**Task requirements:**
Once you have read the records below, print them again exactly as they stand.

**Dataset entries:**
■ ■ ■ ■ ■ ■ ■
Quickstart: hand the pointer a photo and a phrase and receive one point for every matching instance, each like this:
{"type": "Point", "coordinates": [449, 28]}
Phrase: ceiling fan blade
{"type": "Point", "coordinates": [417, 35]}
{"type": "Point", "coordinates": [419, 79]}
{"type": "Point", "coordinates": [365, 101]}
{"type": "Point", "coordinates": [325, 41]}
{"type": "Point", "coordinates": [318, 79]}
■ ■ ■ ■ ■ ■ ■
**Written reply:**
Quickstart: hand the pointer a photo and a phrase and receive one point for every matching instance, each like this:
{"type": "Point", "coordinates": [449, 28]}
Phrase: ceiling fan blade
{"type": "Point", "coordinates": [417, 35]}
{"type": "Point", "coordinates": [419, 79]}
{"type": "Point", "coordinates": [365, 101]}
{"type": "Point", "coordinates": [325, 41]}
{"type": "Point", "coordinates": [318, 79]}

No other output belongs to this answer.